**Point localization data:**
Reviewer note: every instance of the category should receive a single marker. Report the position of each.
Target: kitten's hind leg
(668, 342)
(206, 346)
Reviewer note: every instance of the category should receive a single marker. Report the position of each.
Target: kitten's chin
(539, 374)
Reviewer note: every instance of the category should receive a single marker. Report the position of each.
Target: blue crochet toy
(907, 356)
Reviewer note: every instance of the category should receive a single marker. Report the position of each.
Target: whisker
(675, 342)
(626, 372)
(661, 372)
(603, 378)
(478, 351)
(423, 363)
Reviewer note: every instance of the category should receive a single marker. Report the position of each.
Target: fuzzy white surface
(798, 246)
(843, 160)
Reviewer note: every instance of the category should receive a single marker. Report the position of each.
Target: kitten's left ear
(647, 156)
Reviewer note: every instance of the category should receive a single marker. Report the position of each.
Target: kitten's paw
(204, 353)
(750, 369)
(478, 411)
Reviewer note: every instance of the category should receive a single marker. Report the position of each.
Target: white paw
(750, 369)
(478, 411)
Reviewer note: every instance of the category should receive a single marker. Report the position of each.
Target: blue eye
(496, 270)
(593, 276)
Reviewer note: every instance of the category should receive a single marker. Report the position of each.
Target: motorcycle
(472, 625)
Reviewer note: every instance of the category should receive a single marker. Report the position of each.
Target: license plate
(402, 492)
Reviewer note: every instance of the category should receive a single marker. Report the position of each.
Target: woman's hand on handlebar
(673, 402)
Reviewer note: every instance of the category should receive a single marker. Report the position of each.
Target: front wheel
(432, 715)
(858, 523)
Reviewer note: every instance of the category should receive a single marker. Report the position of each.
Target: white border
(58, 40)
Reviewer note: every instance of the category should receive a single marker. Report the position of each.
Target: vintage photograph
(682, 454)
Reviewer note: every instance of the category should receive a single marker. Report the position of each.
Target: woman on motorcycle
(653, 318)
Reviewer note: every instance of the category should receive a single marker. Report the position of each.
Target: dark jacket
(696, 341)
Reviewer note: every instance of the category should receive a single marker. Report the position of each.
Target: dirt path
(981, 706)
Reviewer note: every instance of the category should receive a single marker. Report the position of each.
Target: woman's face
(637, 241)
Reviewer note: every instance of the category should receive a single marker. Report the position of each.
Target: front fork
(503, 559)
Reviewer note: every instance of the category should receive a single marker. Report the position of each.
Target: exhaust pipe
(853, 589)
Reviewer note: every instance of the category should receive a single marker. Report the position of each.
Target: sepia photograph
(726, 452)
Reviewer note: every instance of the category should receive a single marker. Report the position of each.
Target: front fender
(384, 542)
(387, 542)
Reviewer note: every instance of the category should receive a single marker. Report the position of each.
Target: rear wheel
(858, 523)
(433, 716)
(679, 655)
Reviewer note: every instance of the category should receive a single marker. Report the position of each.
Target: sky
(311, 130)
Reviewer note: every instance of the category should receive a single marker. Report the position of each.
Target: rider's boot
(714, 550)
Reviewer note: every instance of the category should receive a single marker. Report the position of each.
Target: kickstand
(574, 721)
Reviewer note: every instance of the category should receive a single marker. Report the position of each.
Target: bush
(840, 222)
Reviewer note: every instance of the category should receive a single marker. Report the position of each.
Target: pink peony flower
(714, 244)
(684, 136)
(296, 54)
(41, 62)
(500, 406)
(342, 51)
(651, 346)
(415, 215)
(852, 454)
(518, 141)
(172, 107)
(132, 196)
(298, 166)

**EXERCISE DIRECTIONS:**
Exact copies of every record are required.

**WRITTEN SOLUTION:**
Reviewer note: every instance of the category should receive a single marker. Report the position of each.
Target: kitten's hind leg
(668, 342)
(206, 346)
Reviewer note: every instance of the category should receive a single marker. Report the position of each.
Target: kitten's chin
(539, 374)
Reviewer note: every instance of the category should receive a single marker. Report the position of each.
Target: blue crochet toy
(907, 356)
Reviewer note: every instance of the category should receive a single marker. Report the position of each.
Target: whisker
(675, 342)
(626, 372)
(661, 372)
(603, 378)
(478, 351)
(423, 363)
Reviewer note: every instance of the category should receive a single marker. Report the position of each.
Target: fuzzy white surface
(798, 246)
(843, 160)
Reviewer note: every instance of the category should receive a single marker. Report the position of each.
Target: kitten's left ear
(647, 156)
Reviewer note: every instance of the category should receive a single marker. Report the position of each.
Target: kitten's paw
(204, 353)
(750, 369)
(478, 411)
Reviewer note: every instance of the category should receive a single marker. Report the position of each.
Target: white paw
(750, 369)
(478, 411)
Reviewer note: every instance of the category should receive a single marker. Report the position of each.
Target: blue eye
(496, 270)
(593, 276)
Reviewer note: every instance of the category should receive a single marker. Report the position of each.
Target: motorcycle
(472, 625)
Reviewer note: every instance of the category should receive a single marker. Report the position of each.
Target: license plate
(402, 492)
Reviewer note: every instance of the category should receive a single marker. Report the position of each.
Target: woman's hand on handlebar
(673, 402)
Reviewer note: every instance of the category should receive a single marker. Report the position of each.
Target: front wheel
(432, 715)
(858, 523)
Reviewer note: every instance of the category should receive a single marker. Report the position of each.
Target: white border
(58, 40)
Reviewer note: every instance of the category should receive a single marker. Report the position of each.
Target: vintage photograph
(682, 454)
Reviewer note: every instance of the category should receive a single marker. Report the position of each.
Target: woman on motorcycle
(653, 318)
Reviewer note: every instance of the category should receive a single marker. Report the position of each.
Target: dark jacket
(696, 341)
Reviewer note: every instance of the category should receive a single marker. Report the position of each.
Target: dirt path
(981, 706)
Reviewer note: every instance of the category should receive a single marker. Report the position of each.
Target: woman's face
(637, 241)
Reviewer note: every instance of the category should receive a single marker. Report the position of each.
Target: front fork
(503, 559)
Reviewer note: every instance of the category should receive a single marker. Report the position of each.
Target: exhaust pipe
(853, 589)
Reviewer note: every instance of the category should receive a single marker. Report the position of each.
Target: sepia photograph
(726, 452)
Reviewer note: every instance of the category should receive a single marker. Report the position of each.
Target: front fender
(384, 542)
(387, 542)
Reviewer note: every instance of the category should receive a single marker. Report the position of each.
Target: rear wheel
(858, 523)
(433, 716)
(679, 655)
Reviewer note: every instance of the category should receive a single marker. Report the position of each.
Target: sky
(311, 130)
Reviewer note: every instance of the category should receive a single marker. Report the position of each.
Target: rider's boot
(714, 550)
Reviewer note: every instance of the category should receive a single marker. Report the position of each.
Target: kickstand
(574, 721)
Reviewer note: every instance of the category should receive a single marker. Report the position of each.
Target: bush
(840, 222)
Reviewer note: every instance of the category should receive a single marker. Report the position of each.
Target: pink peony flower
(714, 244)
(684, 136)
(296, 54)
(41, 62)
(500, 406)
(342, 51)
(651, 346)
(415, 215)
(852, 454)
(518, 141)
(172, 107)
(132, 196)
(298, 166)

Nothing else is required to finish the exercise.